**SOURCE EXTRACT**
And what's the difference between steam rolling over one turn with a stack of units and steam rolling over multiple turns with waves of units?

The Blobs of Attrition still more strongly favor the large empire.

The only way to stop steam rolling is to have defenders advantages (culture limiting movement+healing in civ 4 would be an advantage, but the SoD tended to neutralize that)

Your system destroys that, because it lets the large empire have much bigger concentrations of force in any given tile, and so it can just roll over the weaker units that a smaller empire can produce.
1UPT doesn't help the small city state at all it just makes it a war of attrition..
big Empire loses 6 units killing 1 of the small empires one's... If it has 6 times the production it will still win.

Instead of each side losing 1 unit and 6 units why not 10 units and 60 units?

**STATED GOAL A**
Return each line in the records that contains the string "white". Case counts.

**RECORDED DATA**
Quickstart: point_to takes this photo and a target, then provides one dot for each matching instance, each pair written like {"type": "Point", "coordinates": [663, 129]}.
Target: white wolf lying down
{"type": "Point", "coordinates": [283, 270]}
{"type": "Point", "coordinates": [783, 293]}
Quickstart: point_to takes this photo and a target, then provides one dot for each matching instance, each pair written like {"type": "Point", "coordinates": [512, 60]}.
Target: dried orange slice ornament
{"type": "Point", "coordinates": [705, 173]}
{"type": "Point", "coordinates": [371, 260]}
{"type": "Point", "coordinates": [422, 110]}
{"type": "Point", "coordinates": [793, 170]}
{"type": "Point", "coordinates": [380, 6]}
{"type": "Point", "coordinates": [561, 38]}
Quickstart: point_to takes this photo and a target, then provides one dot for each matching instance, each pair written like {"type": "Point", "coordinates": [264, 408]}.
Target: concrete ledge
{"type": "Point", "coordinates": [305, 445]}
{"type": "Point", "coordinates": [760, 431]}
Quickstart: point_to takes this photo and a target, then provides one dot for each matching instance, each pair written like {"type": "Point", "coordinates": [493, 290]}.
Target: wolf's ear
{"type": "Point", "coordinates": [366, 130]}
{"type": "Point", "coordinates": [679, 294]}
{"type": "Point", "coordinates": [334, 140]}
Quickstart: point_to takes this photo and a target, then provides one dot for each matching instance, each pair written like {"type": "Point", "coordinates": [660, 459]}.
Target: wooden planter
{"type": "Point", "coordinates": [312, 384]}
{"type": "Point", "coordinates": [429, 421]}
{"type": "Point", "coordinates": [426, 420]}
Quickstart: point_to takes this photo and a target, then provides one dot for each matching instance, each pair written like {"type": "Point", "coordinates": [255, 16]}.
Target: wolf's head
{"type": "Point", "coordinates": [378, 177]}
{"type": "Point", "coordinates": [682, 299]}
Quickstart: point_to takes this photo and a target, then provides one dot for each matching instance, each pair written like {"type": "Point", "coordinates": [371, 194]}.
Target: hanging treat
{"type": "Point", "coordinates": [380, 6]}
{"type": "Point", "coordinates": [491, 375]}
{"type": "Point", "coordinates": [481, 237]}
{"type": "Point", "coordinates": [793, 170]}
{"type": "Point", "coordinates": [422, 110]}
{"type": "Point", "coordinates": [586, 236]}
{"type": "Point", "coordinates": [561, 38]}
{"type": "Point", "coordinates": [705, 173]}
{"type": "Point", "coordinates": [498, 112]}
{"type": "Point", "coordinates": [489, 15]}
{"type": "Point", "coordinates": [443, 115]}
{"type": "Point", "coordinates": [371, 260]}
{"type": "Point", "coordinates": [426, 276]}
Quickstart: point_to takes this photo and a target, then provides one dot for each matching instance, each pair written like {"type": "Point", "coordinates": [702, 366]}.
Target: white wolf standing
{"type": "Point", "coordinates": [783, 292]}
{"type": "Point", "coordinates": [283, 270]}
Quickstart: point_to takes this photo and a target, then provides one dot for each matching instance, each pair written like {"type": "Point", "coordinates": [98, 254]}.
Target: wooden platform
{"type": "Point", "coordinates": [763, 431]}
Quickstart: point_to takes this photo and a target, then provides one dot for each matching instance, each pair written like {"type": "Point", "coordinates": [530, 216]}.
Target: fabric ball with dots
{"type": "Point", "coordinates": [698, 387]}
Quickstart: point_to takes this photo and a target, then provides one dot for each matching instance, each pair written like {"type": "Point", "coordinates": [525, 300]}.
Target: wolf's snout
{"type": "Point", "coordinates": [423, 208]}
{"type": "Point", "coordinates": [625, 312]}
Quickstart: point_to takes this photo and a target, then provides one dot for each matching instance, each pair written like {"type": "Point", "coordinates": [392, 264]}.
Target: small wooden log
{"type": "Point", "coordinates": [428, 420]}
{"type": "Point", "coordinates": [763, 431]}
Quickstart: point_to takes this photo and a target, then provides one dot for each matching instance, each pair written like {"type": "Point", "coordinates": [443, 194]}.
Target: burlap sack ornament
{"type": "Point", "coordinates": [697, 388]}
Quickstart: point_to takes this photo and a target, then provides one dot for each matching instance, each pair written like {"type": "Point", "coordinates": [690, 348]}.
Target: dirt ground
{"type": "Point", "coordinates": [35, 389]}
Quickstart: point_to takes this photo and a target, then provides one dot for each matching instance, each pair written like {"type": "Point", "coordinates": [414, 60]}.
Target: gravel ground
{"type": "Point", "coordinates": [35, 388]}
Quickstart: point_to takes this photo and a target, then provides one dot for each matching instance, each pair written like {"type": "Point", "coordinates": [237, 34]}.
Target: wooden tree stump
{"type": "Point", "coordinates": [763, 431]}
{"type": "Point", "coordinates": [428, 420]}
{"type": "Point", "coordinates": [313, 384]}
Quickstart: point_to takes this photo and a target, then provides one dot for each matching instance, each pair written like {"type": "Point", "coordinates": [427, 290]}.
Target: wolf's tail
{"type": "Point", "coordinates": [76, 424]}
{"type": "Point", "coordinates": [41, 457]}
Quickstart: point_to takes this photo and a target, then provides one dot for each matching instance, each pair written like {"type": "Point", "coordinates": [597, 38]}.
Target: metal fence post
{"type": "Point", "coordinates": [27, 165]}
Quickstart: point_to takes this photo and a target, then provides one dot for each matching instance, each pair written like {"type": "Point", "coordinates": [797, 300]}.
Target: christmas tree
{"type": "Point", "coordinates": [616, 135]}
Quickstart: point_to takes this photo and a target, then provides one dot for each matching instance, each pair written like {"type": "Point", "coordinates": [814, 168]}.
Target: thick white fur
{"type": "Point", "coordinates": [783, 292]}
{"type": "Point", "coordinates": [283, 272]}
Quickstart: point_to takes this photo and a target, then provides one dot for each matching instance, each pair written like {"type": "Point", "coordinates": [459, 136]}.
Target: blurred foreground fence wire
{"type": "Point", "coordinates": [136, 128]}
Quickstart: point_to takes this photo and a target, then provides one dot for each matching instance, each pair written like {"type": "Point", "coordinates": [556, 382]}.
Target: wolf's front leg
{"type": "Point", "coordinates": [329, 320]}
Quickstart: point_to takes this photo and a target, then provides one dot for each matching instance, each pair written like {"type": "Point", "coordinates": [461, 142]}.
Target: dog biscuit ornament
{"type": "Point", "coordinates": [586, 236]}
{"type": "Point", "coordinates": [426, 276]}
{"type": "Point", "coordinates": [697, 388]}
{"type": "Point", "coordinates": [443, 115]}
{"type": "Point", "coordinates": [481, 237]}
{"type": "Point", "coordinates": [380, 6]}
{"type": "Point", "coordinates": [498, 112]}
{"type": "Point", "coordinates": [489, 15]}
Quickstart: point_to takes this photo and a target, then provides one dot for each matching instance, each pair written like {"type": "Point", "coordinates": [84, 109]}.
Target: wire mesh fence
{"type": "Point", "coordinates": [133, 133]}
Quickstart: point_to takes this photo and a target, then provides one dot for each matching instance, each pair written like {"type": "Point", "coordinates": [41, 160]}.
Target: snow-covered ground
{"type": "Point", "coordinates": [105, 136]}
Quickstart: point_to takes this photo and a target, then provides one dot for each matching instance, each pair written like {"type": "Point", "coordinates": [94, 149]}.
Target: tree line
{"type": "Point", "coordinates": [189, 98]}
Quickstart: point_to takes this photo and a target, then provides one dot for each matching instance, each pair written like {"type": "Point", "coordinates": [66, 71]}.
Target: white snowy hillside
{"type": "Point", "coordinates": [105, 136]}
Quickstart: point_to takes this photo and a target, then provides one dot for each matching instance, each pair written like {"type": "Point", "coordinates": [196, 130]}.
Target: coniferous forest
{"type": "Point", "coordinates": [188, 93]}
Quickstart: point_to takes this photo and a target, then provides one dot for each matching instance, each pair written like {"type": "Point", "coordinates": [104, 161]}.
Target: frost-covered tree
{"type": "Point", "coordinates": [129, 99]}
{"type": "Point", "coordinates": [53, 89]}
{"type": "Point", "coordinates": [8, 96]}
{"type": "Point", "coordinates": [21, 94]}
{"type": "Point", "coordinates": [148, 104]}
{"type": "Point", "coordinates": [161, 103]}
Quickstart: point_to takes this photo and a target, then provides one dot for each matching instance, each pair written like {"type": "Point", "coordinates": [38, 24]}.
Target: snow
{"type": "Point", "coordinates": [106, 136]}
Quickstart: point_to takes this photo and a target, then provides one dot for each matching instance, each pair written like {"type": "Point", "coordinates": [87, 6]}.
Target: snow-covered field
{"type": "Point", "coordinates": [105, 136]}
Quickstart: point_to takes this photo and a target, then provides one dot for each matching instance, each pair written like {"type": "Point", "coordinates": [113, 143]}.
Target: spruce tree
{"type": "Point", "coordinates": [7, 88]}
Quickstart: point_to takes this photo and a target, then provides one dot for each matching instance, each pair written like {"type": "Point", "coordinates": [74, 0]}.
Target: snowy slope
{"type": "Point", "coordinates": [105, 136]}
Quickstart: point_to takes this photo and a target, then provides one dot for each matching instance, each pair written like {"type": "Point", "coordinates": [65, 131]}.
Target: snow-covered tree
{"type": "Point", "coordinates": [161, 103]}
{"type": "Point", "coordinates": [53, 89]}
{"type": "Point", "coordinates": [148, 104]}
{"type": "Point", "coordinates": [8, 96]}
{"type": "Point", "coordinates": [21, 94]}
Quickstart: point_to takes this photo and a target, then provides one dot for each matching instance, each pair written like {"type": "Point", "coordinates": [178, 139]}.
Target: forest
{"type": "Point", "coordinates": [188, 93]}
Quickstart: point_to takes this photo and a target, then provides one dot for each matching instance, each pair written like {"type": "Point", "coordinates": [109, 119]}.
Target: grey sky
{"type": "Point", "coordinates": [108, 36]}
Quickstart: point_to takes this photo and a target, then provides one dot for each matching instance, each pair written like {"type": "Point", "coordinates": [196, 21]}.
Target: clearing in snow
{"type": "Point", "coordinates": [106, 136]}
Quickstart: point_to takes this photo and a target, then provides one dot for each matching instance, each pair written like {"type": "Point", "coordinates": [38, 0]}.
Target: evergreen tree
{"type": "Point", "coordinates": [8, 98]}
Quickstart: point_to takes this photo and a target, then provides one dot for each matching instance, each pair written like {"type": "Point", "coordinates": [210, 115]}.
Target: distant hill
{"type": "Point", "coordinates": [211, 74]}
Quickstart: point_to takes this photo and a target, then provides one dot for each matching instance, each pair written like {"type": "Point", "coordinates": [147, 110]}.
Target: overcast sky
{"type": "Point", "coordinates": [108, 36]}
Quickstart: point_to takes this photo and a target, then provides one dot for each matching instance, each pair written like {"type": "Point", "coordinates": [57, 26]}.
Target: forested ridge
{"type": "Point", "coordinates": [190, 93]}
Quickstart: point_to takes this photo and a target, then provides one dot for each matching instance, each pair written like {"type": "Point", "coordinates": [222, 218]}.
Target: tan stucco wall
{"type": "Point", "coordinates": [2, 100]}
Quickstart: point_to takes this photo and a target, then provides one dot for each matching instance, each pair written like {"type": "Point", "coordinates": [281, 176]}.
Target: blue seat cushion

**STATED GOAL B**
Answer these from the text on steam rolling:
(i) What tended to neutralize the defender's advantage in civ 4?
(ii) How many units does the big empire lose while killing one of the small empire's units?
(iii) What unit losses are proposed in place of 1 unit and 6 units?

**WRITTEN REPLY A**
Target: white wolf lying down
Target: white wolf standing
Target: thick white fur
Target: white snowy hillside

**WRITTEN REPLY B**
(i) The SoD.
(ii) 6 units.
(iii) 10 units and 60 units.